Dataset excerpt
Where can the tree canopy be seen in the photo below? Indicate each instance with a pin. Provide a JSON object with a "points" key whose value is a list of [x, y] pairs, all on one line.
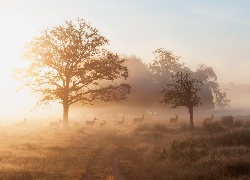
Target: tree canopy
{"points": [[69, 64], [183, 91]]}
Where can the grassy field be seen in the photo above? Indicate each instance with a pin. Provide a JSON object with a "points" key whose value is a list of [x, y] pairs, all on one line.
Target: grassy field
{"points": [[218, 150]]}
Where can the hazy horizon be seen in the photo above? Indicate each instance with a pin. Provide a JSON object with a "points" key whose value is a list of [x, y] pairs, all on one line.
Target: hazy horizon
{"points": [[209, 32]]}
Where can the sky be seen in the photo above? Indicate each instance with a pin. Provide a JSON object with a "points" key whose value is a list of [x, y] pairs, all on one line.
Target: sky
{"points": [[211, 32]]}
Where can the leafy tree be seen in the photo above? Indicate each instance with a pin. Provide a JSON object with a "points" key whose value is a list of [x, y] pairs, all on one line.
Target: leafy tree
{"points": [[183, 91], [211, 92], [164, 65], [69, 64]]}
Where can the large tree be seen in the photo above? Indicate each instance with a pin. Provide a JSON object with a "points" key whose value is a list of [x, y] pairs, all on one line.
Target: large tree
{"points": [[183, 91], [69, 64]]}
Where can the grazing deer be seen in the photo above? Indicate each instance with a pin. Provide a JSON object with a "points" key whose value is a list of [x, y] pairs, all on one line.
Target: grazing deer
{"points": [[21, 124], [173, 120], [139, 120], [208, 120], [55, 124], [103, 123], [121, 122], [90, 123]]}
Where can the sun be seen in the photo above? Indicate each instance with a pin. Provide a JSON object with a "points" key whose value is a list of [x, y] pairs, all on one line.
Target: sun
{"points": [[13, 36]]}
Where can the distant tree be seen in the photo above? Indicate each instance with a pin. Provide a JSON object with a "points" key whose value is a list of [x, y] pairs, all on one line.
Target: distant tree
{"points": [[183, 91], [69, 64], [164, 65], [211, 92]]}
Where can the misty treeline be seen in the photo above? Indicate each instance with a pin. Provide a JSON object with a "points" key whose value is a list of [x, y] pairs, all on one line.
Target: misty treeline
{"points": [[70, 64]]}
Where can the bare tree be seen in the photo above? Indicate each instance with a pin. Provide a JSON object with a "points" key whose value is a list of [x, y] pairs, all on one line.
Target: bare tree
{"points": [[69, 64], [183, 91]]}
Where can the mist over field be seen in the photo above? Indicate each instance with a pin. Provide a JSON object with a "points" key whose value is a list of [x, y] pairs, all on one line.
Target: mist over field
{"points": [[124, 90]]}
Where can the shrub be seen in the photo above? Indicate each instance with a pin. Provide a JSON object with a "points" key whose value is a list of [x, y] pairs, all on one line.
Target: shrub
{"points": [[227, 121], [213, 127]]}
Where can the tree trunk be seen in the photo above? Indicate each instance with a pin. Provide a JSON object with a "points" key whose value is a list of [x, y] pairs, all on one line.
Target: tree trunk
{"points": [[191, 113], [65, 115]]}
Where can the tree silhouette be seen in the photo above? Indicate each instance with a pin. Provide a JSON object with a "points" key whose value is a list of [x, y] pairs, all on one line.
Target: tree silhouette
{"points": [[183, 91], [69, 64], [211, 92], [164, 65]]}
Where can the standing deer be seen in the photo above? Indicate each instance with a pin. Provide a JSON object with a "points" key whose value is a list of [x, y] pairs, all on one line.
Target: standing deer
{"points": [[103, 123], [55, 124], [173, 120], [21, 124], [90, 123], [208, 120], [121, 122], [139, 120]]}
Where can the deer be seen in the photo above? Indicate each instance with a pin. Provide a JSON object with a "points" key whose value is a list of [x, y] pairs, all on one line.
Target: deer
{"points": [[173, 120], [103, 123], [21, 124], [139, 120], [90, 123], [55, 124], [208, 120], [121, 122]]}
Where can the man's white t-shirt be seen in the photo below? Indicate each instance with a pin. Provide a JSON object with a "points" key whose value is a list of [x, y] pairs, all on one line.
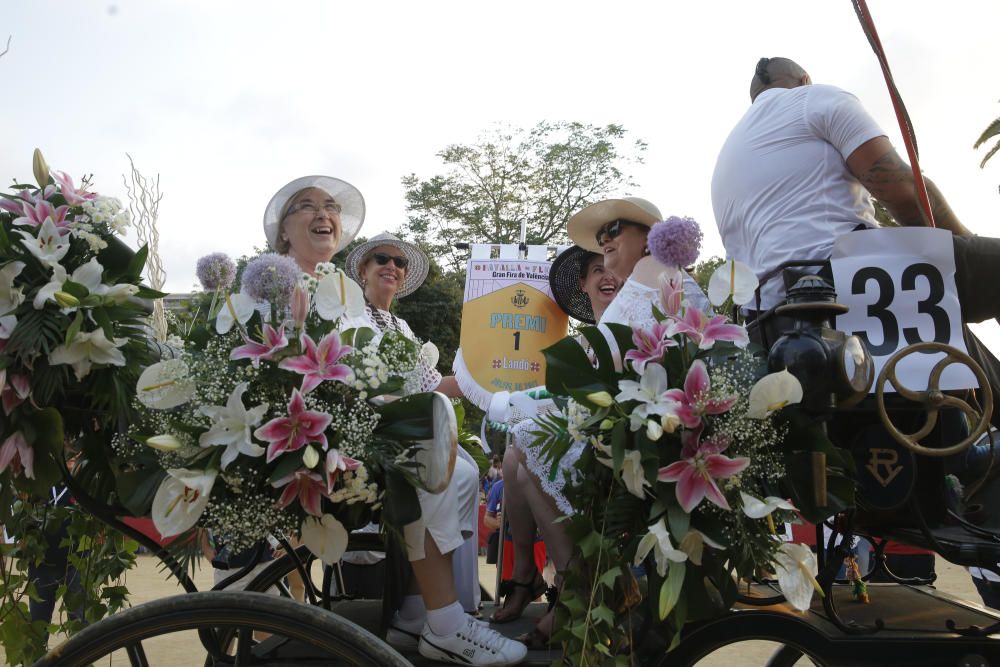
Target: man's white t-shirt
{"points": [[781, 190]]}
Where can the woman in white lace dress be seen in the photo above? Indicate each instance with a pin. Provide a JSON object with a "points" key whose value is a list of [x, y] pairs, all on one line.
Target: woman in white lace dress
{"points": [[616, 228]]}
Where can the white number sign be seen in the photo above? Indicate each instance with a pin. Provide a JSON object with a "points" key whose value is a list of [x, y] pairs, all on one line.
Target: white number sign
{"points": [[900, 287]]}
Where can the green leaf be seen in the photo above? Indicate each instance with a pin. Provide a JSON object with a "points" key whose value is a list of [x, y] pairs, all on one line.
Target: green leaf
{"points": [[670, 592]]}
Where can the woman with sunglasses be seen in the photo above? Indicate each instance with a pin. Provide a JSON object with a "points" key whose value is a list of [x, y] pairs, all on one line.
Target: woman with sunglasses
{"points": [[441, 546], [387, 268], [616, 229]]}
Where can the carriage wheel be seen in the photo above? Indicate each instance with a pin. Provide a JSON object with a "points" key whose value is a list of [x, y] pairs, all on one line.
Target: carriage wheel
{"points": [[328, 638], [933, 399]]}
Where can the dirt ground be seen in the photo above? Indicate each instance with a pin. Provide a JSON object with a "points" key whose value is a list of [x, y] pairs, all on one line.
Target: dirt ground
{"points": [[147, 583]]}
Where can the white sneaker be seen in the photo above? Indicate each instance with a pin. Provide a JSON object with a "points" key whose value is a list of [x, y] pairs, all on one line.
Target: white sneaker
{"points": [[404, 635], [474, 644]]}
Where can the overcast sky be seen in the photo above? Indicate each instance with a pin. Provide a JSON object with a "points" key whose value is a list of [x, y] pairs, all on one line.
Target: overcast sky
{"points": [[227, 101]]}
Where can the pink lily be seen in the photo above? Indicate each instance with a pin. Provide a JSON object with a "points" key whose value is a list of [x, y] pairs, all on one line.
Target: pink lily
{"points": [[651, 344], [319, 363], [695, 399], [705, 330], [335, 464], [299, 428], [672, 293], [35, 215], [70, 193], [273, 341], [701, 464], [18, 455], [13, 390], [307, 486]]}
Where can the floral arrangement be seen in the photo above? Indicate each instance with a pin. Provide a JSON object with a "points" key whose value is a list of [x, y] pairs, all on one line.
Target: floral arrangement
{"points": [[684, 459], [267, 420], [73, 340]]}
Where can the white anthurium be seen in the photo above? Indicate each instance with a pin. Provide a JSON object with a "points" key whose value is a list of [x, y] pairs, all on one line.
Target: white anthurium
{"points": [[797, 574], [657, 540], [88, 348], [326, 537], [165, 385], [633, 474], [89, 275], [337, 295], [49, 245], [758, 509], [732, 279], [430, 354], [237, 307], [232, 425], [181, 499], [773, 392]]}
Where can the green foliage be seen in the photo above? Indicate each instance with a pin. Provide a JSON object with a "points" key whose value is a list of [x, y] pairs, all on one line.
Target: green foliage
{"points": [[540, 175], [99, 554]]}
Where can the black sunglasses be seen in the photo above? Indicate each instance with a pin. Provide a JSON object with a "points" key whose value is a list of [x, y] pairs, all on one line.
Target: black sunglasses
{"points": [[613, 229], [382, 259]]}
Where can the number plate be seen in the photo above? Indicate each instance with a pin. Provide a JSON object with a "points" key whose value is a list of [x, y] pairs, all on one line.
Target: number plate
{"points": [[900, 287]]}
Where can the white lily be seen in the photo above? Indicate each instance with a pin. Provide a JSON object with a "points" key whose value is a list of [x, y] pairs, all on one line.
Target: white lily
{"points": [[797, 574], [657, 540], [325, 536], [49, 246], [773, 392], [181, 499], [758, 509], [232, 425], [236, 307], [633, 474], [165, 385], [649, 391], [88, 348], [337, 295], [10, 298], [732, 279]]}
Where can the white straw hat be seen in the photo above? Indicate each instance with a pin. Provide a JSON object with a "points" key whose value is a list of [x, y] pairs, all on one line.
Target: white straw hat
{"points": [[583, 226], [416, 270], [352, 206]]}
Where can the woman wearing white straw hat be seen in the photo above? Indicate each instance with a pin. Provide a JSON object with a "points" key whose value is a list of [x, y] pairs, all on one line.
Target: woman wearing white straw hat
{"points": [[440, 545], [617, 229], [310, 219]]}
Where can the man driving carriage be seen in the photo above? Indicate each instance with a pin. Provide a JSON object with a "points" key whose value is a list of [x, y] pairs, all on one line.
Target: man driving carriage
{"points": [[801, 167]]}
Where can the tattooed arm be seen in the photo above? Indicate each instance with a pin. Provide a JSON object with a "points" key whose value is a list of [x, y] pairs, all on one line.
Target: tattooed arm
{"points": [[890, 180]]}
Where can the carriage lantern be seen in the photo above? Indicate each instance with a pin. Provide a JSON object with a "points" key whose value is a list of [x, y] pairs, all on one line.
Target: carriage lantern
{"points": [[835, 369]]}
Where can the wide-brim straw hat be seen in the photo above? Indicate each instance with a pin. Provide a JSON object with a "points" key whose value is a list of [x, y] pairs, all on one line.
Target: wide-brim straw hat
{"points": [[583, 226], [352, 206], [416, 270], [564, 279]]}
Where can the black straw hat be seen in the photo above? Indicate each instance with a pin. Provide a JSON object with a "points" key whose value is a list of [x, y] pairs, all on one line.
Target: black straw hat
{"points": [[564, 279]]}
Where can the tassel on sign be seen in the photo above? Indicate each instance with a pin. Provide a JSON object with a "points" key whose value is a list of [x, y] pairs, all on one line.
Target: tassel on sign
{"points": [[859, 589]]}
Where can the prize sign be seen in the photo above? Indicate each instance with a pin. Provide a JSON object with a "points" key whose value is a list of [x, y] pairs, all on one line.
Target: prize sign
{"points": [[508, 318], [899, 284]]}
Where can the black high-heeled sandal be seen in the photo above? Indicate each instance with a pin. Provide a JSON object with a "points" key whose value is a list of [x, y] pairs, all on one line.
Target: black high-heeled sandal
{"points": [[536, 587]]}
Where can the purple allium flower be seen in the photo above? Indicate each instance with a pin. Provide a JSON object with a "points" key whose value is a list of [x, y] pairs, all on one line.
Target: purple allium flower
{"points": [[271, 277], [216, 271], [675, 241]]}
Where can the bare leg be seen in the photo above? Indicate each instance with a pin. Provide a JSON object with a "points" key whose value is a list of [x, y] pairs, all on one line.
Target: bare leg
{"points": [[433, 576]]}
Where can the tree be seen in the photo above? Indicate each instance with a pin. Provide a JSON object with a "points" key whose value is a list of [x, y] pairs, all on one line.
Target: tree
{"points": [[541, 176]]}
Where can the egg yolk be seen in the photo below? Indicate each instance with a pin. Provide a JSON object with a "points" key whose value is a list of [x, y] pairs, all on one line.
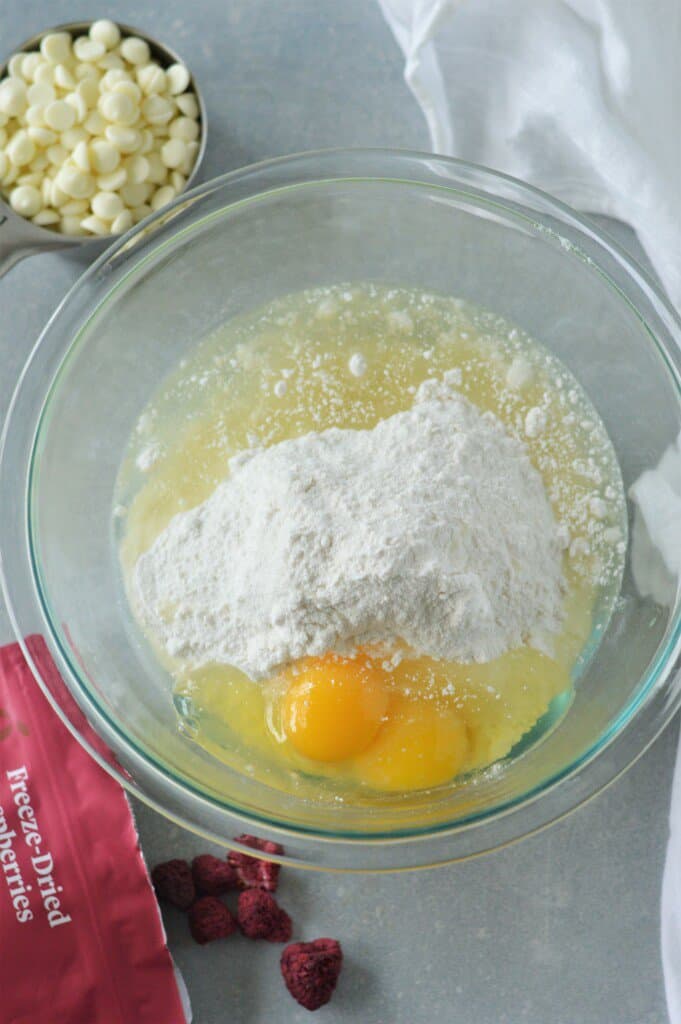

STATED TASK
Show every line of the rows above that contains the string "foliage".

FINAL RESULT
Where can the green foliage be seen in the photo above? Indicate each instance with a pin. Provide a JSON object with a "points" key whose value is a list of [x, y] pairs, all on one line.
Target: green foliage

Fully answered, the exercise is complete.